● Data records:
__________________________________________________

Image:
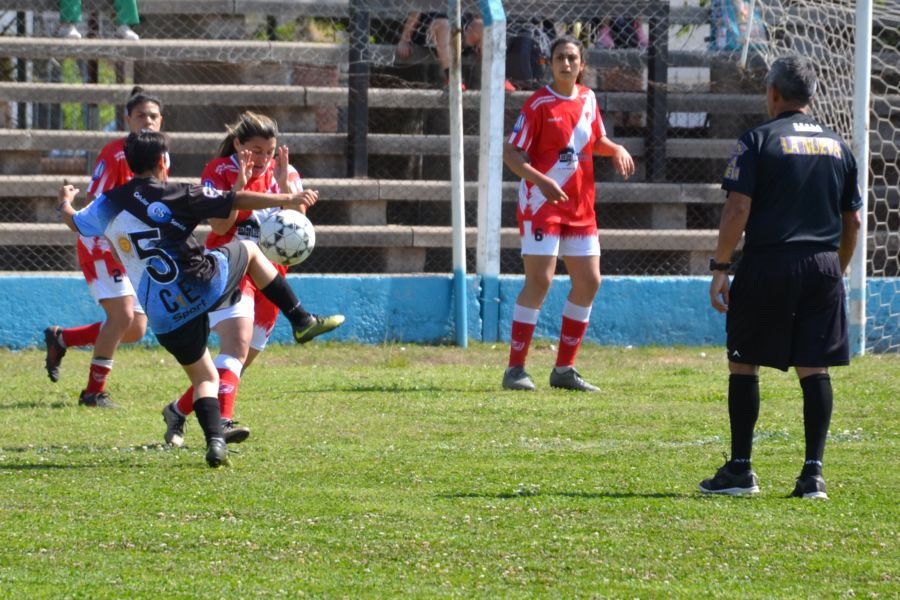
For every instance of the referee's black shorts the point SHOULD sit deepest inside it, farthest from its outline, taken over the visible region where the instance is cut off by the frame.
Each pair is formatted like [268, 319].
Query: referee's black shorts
[188, 342]
[787, 308]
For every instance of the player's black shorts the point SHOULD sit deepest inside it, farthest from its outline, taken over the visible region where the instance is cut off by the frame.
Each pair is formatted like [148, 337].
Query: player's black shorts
[787, 307]
[188, 342]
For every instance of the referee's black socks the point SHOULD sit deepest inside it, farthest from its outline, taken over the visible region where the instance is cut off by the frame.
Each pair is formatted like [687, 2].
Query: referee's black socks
[817, 405]
[282, 296]
[208, 415]
[743, 410]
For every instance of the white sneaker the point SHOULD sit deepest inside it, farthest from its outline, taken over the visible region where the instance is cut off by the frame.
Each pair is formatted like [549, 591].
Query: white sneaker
[69, 31]
[126, 33]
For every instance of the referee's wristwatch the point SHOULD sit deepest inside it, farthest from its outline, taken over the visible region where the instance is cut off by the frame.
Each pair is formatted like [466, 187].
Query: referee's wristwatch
[716, 266]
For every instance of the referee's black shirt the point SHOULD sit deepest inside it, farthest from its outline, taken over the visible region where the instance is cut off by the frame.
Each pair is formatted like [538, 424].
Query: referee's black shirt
[800, 176]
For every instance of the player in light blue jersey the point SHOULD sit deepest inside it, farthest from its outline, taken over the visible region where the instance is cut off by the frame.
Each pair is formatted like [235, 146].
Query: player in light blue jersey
[150, 223]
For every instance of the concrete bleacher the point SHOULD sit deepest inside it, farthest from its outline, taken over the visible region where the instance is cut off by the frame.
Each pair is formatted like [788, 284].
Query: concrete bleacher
[358, 212]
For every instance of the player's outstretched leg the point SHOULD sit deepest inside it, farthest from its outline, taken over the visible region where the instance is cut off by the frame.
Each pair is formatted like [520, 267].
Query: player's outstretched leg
[273, 286]
[175, 421]
[205, 381]
[55, 352]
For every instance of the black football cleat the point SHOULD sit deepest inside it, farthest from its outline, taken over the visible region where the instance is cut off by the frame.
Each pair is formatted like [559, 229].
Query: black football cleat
[727, 483]
[811, 487]
[55, 352]
[315, 326]
[96, 400]
[216, 453]
[234, 435]
[570, 379]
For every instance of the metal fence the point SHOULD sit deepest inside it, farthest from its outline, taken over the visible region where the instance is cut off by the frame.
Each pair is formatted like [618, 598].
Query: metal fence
[668, 76]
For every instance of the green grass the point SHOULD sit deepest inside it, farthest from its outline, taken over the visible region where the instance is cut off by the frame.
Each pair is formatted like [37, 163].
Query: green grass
[382, 471]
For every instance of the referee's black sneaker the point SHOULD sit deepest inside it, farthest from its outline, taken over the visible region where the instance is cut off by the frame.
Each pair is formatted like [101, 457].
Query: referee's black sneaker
[216, 453]
[55, 352]
[810, 487]
[96, 400]
[731, 484]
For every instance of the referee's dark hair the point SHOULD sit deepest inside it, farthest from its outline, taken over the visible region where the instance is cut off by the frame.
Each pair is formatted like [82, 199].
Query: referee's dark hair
[144, 149]
[794, 77]
[138, 97]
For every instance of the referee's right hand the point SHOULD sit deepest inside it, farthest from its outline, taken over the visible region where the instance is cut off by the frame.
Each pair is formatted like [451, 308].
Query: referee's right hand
[718, 291]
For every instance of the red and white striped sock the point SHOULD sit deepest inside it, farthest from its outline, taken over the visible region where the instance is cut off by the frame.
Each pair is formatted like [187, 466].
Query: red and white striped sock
[185, 405]
[97, 376]
[524, 322]
[575, 322]
[80, 336]
[229, 369]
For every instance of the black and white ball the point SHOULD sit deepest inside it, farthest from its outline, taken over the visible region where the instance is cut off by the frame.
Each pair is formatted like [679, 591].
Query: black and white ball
[287, 237]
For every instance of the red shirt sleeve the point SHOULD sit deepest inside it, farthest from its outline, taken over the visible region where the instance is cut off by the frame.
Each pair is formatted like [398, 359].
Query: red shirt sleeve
[215, 178]
[526, 129]
[111, 170]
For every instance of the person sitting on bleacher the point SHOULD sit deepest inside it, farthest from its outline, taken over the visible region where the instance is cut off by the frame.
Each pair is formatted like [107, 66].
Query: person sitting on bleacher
[126, 16]
[432, 30]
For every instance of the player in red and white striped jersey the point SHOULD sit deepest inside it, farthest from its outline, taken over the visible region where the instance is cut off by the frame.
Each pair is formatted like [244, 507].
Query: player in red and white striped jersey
[125, 319]
[251, 160]
[551, 148]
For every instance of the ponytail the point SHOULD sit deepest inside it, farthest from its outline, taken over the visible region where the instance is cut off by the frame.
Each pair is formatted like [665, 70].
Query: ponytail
[249, 125]
[138, 97]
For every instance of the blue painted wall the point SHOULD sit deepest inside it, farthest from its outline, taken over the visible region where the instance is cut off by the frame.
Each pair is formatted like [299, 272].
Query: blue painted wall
[628, 310]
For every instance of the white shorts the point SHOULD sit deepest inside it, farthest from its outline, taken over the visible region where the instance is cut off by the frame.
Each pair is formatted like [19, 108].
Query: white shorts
[107, 287]
[245, 308]
[552, 243]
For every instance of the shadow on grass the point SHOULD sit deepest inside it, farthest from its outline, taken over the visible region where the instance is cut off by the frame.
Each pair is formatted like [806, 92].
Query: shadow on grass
[46, 467]
[80, 449]
[26, 405]
[588, 495]
[391, 389]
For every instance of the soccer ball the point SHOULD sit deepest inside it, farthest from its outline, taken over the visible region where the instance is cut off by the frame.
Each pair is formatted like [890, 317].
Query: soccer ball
[287, 237]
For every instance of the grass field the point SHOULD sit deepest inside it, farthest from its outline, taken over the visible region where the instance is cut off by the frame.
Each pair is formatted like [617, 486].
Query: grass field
[383, 471]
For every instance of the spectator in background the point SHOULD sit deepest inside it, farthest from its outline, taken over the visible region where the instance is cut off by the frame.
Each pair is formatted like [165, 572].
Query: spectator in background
[432, 30]
[426, 29]
[621, 32]
[126, 16]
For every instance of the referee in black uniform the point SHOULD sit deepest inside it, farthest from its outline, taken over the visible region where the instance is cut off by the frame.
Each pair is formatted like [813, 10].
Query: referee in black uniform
[792, 190]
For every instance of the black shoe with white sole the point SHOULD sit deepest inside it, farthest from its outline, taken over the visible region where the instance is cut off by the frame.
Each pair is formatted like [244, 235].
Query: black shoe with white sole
[216, 453]
[731, 484]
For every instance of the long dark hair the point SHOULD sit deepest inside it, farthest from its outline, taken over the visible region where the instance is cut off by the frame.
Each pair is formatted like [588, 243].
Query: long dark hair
[138, 97]
[568, 39]
[249, 125]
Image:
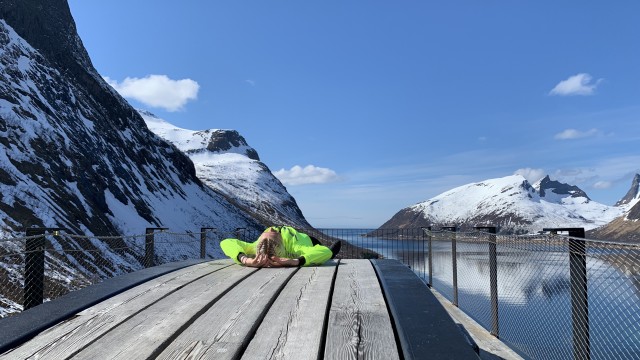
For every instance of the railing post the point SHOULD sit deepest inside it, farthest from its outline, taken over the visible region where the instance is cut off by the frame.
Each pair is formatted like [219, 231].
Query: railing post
[34, 266]
[203, 241]
[430, 265]
[579, 294]
[493, 278]
[454, 262]
[149, 246]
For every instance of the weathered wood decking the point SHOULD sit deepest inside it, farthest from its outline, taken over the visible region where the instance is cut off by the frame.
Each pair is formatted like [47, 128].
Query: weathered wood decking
[352, 309]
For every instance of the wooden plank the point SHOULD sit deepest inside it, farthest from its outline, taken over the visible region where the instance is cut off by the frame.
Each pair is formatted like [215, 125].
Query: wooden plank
[28, 324]
[140, 336]
[71, 335]
[425, 329]
[359, 326]
[293, 327]
[225, 329]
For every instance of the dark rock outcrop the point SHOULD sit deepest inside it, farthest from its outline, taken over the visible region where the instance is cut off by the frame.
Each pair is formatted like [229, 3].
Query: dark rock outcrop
[633, 192]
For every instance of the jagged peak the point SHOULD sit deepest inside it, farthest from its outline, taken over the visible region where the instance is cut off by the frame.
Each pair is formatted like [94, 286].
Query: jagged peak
[546, 187]
[633, 195]
[190, 141]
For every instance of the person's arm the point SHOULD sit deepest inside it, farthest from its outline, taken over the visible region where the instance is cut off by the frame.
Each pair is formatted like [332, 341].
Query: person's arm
[233, 248]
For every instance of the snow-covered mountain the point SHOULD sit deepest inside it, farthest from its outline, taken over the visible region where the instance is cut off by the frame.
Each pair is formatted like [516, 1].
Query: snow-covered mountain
[626, 227]
[225, 162]
[74, 154]
[510, 203]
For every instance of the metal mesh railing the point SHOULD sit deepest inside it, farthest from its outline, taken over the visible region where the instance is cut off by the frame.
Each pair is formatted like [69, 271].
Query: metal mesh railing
[547, 296]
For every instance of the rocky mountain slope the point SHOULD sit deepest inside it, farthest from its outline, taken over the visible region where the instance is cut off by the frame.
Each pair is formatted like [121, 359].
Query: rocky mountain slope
[512, 204]
[225, 162]
[625, 228]
[74, 153]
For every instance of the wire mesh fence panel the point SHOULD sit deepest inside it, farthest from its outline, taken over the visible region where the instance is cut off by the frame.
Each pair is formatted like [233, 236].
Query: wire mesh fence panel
[442, 266]
[473, 277]
[542, 308]
[613, 273]
[535, 308]
[11, 275]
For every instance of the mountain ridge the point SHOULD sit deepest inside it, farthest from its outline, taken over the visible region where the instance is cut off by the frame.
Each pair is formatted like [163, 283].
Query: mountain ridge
[510, 203]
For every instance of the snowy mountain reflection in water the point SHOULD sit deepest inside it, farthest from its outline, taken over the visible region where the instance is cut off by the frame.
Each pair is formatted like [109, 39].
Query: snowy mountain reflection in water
[534, 294]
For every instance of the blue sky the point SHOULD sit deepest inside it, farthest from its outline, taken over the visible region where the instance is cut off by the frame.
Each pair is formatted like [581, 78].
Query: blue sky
[363, 108]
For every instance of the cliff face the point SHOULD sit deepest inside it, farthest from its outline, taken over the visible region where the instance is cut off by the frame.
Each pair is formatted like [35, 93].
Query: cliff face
[75, 154]
[226, 163]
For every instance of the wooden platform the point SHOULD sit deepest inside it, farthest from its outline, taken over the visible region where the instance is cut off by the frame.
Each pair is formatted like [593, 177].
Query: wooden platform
[352, 309]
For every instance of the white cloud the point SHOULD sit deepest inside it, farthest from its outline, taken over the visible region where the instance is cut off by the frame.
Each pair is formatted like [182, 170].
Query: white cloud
[602, 184]
[157, 91]
[532, 175]
[310, 174]
[581, 84]
[570, 134]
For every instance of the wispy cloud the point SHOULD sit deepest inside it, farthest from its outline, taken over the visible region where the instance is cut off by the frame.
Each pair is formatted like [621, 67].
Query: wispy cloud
[532, 175]
[570, 134]
[309, 174]
[157, 91]
[580, 84]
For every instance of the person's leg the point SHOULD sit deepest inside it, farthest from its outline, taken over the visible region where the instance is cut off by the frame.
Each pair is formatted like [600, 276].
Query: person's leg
[315, 241]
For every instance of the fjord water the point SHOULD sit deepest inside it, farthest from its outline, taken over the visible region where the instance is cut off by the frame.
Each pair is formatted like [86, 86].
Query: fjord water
[534, 293]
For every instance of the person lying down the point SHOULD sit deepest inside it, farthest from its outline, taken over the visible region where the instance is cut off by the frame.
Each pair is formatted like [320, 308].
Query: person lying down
[279, 246]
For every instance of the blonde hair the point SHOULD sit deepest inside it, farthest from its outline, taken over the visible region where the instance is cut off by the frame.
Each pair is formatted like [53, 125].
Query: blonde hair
[270, 245]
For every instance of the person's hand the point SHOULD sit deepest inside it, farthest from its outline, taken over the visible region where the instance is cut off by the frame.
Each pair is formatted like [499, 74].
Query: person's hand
[258, 261]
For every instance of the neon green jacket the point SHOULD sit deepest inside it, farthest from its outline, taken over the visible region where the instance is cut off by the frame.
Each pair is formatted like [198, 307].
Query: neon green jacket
[296, 245]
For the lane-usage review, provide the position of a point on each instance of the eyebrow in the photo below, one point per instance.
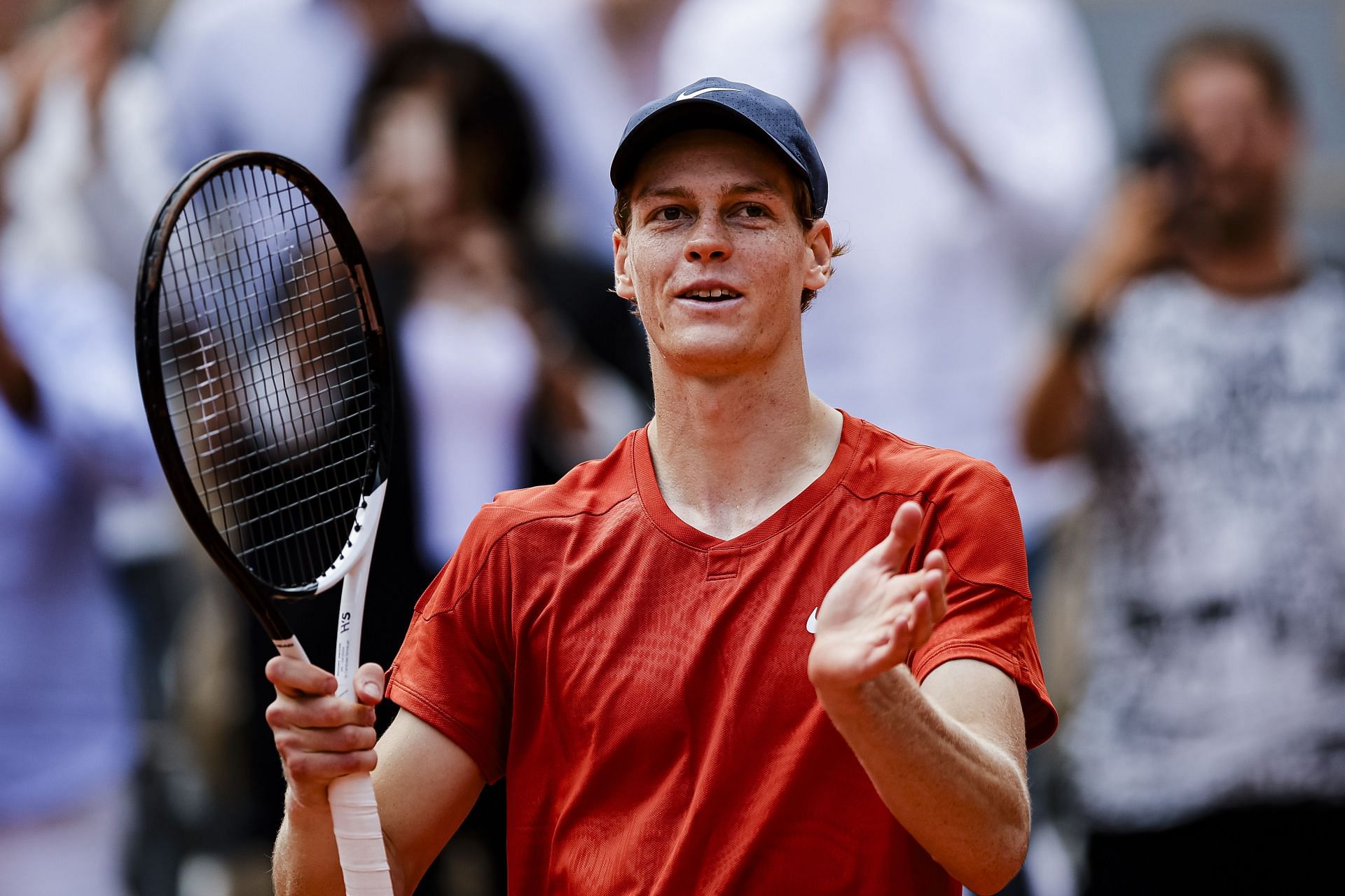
(659, 191)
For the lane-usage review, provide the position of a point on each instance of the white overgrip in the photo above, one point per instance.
(359, 834)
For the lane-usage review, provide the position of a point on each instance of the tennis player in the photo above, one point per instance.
(761, 647)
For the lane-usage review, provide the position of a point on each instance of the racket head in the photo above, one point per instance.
(264, 369)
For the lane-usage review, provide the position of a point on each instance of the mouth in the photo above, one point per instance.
(710, 294)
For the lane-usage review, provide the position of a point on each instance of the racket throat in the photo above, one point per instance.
(354, 565)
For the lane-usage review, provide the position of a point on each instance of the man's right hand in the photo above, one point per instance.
(1133, 238)
(320, 736)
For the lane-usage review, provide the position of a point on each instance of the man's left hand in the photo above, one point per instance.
(874, 615)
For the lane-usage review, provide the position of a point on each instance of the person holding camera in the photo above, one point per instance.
(1201, 371)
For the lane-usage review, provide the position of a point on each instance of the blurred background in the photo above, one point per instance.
(1109, 225)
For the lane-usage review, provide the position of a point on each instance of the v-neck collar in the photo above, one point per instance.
(795, 509)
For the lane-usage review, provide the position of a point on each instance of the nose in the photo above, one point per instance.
(708, 241)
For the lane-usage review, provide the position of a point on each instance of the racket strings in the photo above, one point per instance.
(267, 371)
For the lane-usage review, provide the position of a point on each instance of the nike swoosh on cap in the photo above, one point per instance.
(697, 93)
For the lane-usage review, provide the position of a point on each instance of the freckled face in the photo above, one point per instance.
(715, 256)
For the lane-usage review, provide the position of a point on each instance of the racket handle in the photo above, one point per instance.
(359, 836)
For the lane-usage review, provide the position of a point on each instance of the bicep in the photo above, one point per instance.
(985, 701)
(425, 786)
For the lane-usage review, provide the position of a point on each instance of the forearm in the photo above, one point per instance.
(305, 862)
(962, 797)
(305, 859)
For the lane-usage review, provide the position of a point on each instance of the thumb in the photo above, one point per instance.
(902, 539)
(369, 684)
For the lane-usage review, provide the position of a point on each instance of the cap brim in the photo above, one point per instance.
(688, 115)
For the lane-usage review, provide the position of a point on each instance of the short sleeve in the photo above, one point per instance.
(975, 523)
(455, 668)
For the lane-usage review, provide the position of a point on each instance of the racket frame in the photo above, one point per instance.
(257, 592)
(354, 808)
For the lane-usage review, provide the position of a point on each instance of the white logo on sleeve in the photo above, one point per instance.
(697, 93)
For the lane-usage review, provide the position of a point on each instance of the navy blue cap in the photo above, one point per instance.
(715, 102)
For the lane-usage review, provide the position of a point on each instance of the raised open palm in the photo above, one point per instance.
(874, 614)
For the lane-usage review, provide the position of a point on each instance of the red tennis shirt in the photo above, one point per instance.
(644, 687)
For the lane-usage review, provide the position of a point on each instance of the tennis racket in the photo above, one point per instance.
(264, 371)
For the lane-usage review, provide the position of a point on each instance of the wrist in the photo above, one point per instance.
(310, 802)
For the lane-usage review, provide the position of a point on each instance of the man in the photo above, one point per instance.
(1204, 377)
(635, 645)
(969, 144)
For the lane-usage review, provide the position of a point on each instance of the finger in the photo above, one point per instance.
(899, 642)
(298, 678)
(937, 584)
(345, 739)
(902, 537)
(369, 684)
(324, 767)
(317, 713)
(920, 621)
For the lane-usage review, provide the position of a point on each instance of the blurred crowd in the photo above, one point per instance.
(1137, 336)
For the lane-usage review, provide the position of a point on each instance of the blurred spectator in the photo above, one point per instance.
(70, 425)
(86, 144)
(587, 64)
(481, 315)
(273, 74)
(967, 143)
(1203, 374)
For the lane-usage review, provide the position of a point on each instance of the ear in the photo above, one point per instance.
(820, 251)
(621, 266)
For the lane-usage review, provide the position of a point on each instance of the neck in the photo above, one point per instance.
(731, 451)
(1264, 267)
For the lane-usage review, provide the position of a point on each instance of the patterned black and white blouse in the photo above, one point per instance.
(1216, 634)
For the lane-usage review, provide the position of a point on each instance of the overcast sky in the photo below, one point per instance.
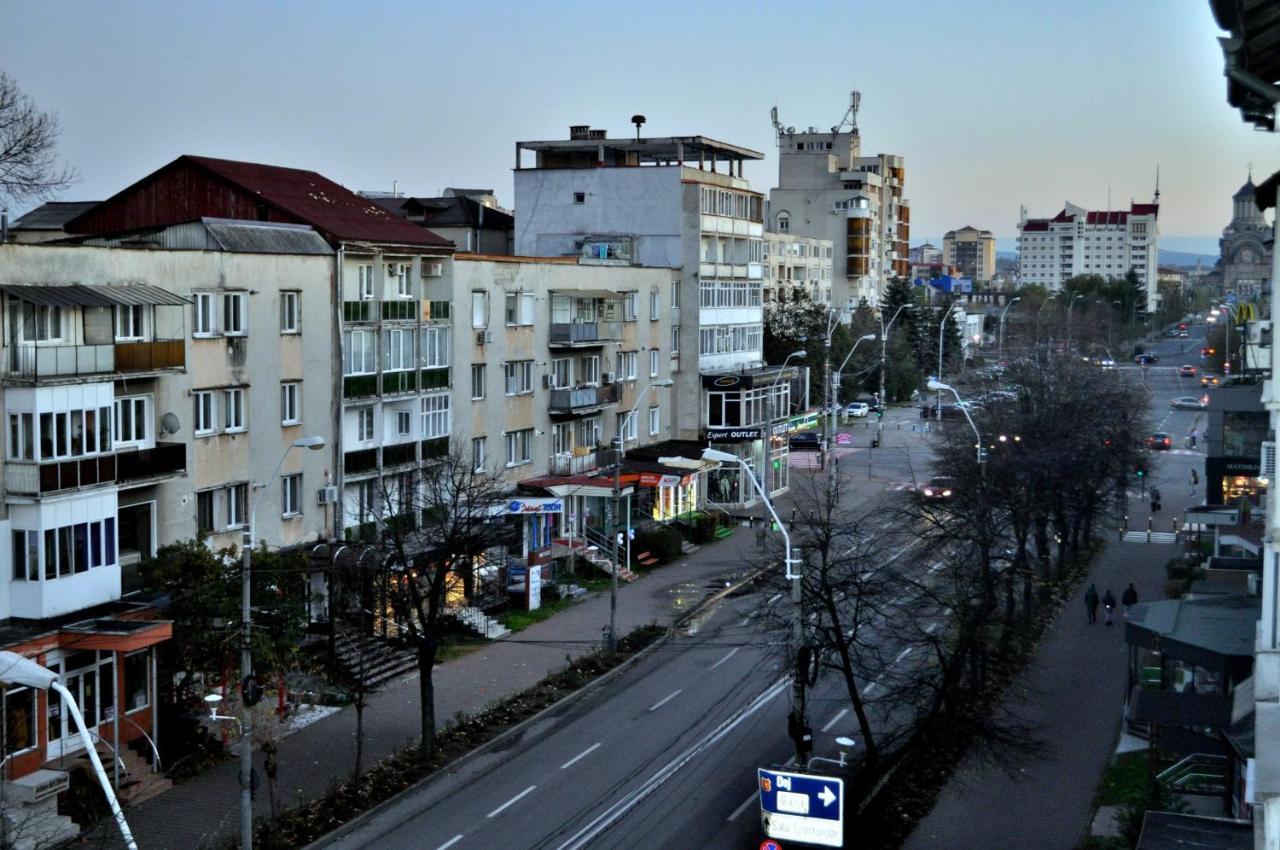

__________________________________________________

● What the task requires: Copy the records above word for word, from the line containing "the blurred spectator" through the end of the records. Leave the pictures out.

● Result below:
For the lane-usage review, provide the position of a point on each instance of the blurred spectator in the photo above, one point per instance.
(70, 425)
(86, 144)
(587, 64)
(481, 315)
(273, 74)
(967, 143)
(1203, 374)
For the lane-usage review, provide the position of a point on each instance of the ear in the photo above, one point per instance.
(820, 251)
(621, 266)
For the lane-usage review, provide the position of a point on each instance of the neck in the photo above, one point per instance.
(731, 451)
(1264, 267)
For the lane-usage review, provide the position of a point on each instance of the patterned black and white blouse in the photo above, one point per instance.
(1216, 634)
For the lane-usage review, provide the position of a point on each instance of the overcast sky in the photo below, one point per instance.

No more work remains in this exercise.